Brief 1:
In the travel essay, how long does a road trip between Nevada's two largest cities take?
Brief 2:
List every mode of transportation that the travel essay mentions.

Airplanes are a popular travel option this time of year. Perhaps more options are needed for getting around.
How much of my life will I waste standing in line at the airport? Surely it’s trending towards entire days. One round-trip ticket from Reno to Vegas is only an hour of flying each way. Between the two flights, however, I spent two hours passively rotting alive, of which at least an hour was spent in line at TSA or to board the plane. There has to be a better way, right?
It boggles my mind the amount of hassle required to transit between the two largest cities in Nevada. A road trip is between six to eight hours of driving over mostly emptiness on a one lane road, with only a few sparse reminders of what civilization looks like (if you can call Fernley “civilization”). Flying is fast but also expensive, and requires going through the full airport experience—complete with security checks and showing up two hours ahead of time and whatever additional maladies the airport-deities will smite you with on any given trip. The bus takes 20 hours or more and makes you go through an entirely different state. Last time I was at the bus station, the guy at the ticket booth was talking to a fellow employee mid-transaction about how someone was just stabbed to death on a bus very similar to the one I was about to board. Again, surely there has to be a better way, right?
These issues aren’t even Nevada specific, and anywhere in the country traveling from point A to point B is rife with unnecessary problems. It’s a problem everyone seems completely unmotivated in addressing, and every year when it’s time to travel back for the holidays we all suffer.
Other countries are tackling these problems much better than us. Most of the time, the solution is literally just trains. Be it “bullet-trains” or “hyper-rail,” in other parts of the developed world a train can get whole groups of people across the entire country in a fraction of the time driving takes—and cheaper than an airplane. If the trains aren’t what we want, the TSA should at least be reexamined, or our highways should be improved. I’m not an expert on this, I just know there has to be a better way.

Supplied material:
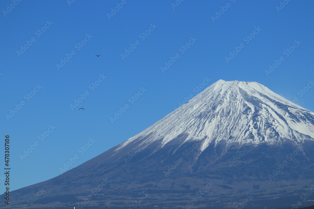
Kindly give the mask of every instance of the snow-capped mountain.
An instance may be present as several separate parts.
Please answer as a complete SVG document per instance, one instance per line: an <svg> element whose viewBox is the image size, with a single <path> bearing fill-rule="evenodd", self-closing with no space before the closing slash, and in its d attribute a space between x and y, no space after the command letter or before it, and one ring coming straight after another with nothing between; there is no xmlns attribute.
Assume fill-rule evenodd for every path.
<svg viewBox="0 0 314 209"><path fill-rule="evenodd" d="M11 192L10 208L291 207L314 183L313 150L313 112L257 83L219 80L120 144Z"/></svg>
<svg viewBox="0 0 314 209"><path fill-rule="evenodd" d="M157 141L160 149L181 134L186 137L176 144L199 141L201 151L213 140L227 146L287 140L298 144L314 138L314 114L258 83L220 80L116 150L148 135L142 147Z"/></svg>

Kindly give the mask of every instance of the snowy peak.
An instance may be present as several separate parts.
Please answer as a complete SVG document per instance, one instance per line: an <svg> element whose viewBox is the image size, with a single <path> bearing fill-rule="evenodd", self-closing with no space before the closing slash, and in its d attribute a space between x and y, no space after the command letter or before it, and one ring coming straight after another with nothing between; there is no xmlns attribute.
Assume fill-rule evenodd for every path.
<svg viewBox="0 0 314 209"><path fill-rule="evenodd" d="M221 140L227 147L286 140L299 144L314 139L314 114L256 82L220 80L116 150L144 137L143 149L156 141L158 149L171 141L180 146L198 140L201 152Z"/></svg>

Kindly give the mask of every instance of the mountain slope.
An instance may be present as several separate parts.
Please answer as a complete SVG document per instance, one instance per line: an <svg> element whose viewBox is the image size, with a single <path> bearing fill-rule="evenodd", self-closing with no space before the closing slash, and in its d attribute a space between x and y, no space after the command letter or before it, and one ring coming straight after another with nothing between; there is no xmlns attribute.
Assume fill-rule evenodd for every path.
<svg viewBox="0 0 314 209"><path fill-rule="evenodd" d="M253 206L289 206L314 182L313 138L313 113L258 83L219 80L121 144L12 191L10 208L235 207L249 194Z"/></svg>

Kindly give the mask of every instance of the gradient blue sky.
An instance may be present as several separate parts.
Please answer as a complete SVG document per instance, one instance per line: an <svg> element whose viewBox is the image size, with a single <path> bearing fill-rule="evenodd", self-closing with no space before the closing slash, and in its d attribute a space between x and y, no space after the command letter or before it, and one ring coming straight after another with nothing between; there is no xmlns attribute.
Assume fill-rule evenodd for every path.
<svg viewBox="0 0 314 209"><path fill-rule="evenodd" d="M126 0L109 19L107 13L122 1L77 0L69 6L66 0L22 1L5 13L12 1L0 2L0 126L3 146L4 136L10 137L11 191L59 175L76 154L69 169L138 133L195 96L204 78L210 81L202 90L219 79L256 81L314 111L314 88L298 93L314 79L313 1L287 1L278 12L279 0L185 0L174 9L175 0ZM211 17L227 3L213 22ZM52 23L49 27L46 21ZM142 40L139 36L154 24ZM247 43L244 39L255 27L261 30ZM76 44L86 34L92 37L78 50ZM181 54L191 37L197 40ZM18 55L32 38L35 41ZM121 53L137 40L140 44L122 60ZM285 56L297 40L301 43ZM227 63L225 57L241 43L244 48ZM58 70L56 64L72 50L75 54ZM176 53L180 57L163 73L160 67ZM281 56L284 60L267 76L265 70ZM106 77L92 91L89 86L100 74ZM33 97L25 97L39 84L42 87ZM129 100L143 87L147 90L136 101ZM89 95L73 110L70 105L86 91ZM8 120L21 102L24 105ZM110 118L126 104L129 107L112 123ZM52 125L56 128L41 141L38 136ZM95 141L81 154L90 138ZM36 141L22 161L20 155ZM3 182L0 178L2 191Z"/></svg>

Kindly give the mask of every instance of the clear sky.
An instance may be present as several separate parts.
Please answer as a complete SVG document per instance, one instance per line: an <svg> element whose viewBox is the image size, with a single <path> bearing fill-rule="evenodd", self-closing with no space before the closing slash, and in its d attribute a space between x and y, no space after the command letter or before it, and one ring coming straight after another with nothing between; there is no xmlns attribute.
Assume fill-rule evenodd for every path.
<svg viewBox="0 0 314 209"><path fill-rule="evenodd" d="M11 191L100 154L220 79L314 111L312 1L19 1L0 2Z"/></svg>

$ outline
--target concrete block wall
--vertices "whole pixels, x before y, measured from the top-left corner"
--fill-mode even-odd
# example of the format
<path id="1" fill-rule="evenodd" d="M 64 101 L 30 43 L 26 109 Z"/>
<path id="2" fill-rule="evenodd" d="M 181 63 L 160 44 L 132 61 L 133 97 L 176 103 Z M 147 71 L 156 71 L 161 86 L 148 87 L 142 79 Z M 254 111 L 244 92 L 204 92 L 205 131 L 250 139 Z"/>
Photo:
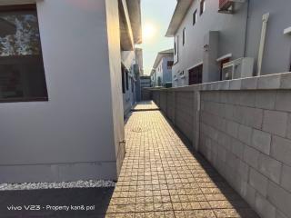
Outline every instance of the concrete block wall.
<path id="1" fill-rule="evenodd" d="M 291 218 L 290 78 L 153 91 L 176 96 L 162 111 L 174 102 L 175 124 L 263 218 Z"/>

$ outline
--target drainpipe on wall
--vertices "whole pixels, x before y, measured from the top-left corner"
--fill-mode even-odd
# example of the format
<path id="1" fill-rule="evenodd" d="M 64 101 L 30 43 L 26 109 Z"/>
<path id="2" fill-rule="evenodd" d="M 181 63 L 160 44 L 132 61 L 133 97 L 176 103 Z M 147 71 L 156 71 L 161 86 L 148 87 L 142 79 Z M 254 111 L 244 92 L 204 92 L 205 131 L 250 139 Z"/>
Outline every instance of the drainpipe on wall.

Exercise result 1:
Six to eight hours of driving

Exercise result 2:
Airplane, car (road trip), bus, train